> **Do this**
Repeat each entry as written, dropping any picture you find.

Stored dataset items
Start

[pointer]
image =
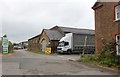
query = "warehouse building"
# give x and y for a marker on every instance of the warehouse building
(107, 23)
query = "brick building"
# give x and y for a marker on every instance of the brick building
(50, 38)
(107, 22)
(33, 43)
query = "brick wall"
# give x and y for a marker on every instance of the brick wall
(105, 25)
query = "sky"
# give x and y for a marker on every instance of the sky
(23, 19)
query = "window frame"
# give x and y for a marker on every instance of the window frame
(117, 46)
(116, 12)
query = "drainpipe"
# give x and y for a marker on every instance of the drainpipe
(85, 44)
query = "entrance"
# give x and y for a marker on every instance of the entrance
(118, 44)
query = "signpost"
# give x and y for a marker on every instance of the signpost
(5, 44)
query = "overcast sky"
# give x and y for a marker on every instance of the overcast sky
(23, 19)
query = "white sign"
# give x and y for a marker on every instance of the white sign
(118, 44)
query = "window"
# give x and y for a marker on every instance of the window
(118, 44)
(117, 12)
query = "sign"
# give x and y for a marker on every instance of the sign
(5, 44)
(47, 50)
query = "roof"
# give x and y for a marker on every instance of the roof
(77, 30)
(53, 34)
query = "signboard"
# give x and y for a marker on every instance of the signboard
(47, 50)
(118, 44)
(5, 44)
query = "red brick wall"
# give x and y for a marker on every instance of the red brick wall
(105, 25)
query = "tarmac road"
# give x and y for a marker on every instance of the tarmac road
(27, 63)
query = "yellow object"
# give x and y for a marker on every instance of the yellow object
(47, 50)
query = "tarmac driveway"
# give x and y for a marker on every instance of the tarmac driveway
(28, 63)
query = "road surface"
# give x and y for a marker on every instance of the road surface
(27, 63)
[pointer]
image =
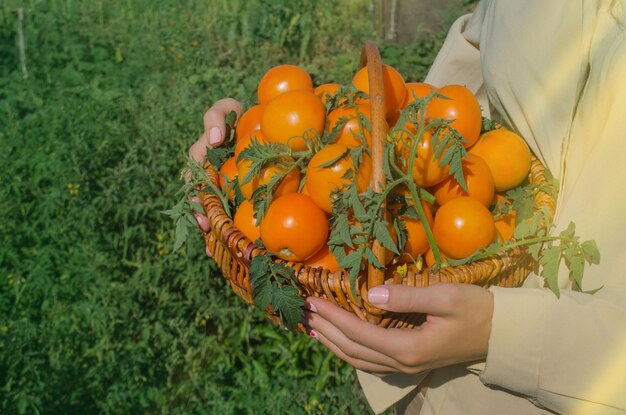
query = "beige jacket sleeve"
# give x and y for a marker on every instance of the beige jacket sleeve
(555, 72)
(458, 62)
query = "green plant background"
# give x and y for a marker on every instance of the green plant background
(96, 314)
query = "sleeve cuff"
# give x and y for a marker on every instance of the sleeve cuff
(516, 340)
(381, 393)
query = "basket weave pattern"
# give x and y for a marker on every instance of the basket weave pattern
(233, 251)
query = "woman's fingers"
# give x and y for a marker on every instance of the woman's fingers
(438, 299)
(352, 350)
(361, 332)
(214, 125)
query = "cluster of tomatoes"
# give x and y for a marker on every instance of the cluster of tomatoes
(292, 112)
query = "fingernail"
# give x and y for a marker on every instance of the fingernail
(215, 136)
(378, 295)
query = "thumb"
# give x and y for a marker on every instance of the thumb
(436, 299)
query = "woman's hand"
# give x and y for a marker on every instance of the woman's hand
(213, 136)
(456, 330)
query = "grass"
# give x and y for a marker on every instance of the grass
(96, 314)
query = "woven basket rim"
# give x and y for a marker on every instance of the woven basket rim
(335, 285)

End

> **Right answer**
[pointer]
image =
query = "warehouse building"
# give x and y for a marker on every instance of the warehouse building
(107, 23)
query = "brick building"
# give x and y for a marker on every instance of the brick building
(50, 38)
(107, 22)
(33, 43)
query = "brick wall"
# give x and y for a marker on every instance of the brick wall
(105, 25)
query = "sky"
# give x and y for a marker on every instance of the sky
(23, 19)
query = "window frame"
# give x and y for a marker on every instance of the window frame
(117, 46)
(116, 12)
query = "drainpipe"
# give x and y for a marker on every instance of the drainpipe
(85, 44)
query = "entrance"
# give x and y for a marker on every instance of the entrance
(118, 44)
query = "signpost"
# give x and y for a marker on every instance of the signpost
(5, 44)
query = "overcast sky"
# give x and y for a marker on every instance of the overcast sky
(23, 19)
query = "white sign"
# give x and y for a marker on every instance of the white sign
(118, 44)
query = "window"
# give x and y for a marker on every instance of the window
(118, 44)
(117, 12)
query = "sign"
# give x and y for a marker on every instance of the sign
(5, 44)
(47, 50)
query = "roof"
# give x and y for a marker on every instance of the roof
(77, 30)
(53, 34)
query = "signboard"
# give x and y for a marker on every instance of the signboard
(47, 50)
(118, 44)
(5, 44)
query = "red brick wall"
# give x and y for a marker on every instance of the red brick wall
(105, 25)
query = "tarmac road"
# give x and y for a marker on every instance of the tarmac road
(27, 63)
query = "yellow object"
# give x and y for a marker on every instance of the yellow object
(47, 50)
query = "tarmac driveway"
# give x and y for a marker on every instance of the tarmac driveway
(28, 63)
query = "road surface"
# give x and y for a marker on every instance of the road surface
(27, 63)
[pointer]
image =
query = "beige jacket sleeve"
# give x and y for a marker on every instance of the beige jacket sleeve
(555, 72)
(458, 62)
query = "green plant background"
# give x and y for a marker on every instance of the green plant background
(96, 314)
query = "sleeve cuff"
# give x and y for a marker on every instance of the sleeve cuff
(516, 340)
(381, 393)
query = "basket weave pattern"
# give x and y for a marker on every instance of the basket weave pattern
(233, 251)
query = "woman's fingers"
# give x and y for a marker on every instance of the woman's fingers
(438, 299)
(352, 350)
(361, 332)
(214, 125)
query = "cluster of tomatoes"
# give x and y for a marker on every instance of the cluster of tomatoes
(292, 112)
query = "fingernail"
# give x and y for a marker on every instance of the fingernail
(215, 136)
(378, 295)
query = "thumb"
# give x and y for a marker on every instance of the thumb
(436, 299)
query = "woman's hand"
# give x and y for a marker on every instance of the woman's hand
(213, 136)
(456, 330)
query = "grass"
# give x and y for a marker on every instance of the grass
(96, 314)
query = "woven basket rim"
# give x and y for a marker on every instance of the woven basket rim
(335, 285)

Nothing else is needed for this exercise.